What this task involves >>
Give the data again exactly as it is written.

Provided information START

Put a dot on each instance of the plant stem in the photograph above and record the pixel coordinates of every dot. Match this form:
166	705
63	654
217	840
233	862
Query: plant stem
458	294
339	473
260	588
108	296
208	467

Provided information END

Task output >>
Put a dot on each instance of the plant stem in the photograph above and record the pixel coordinates of every dot. Match this form:
166	705
63	654
217	840
233	862
Query: plant stem
458	294
339	473
260	588
108	296
208	467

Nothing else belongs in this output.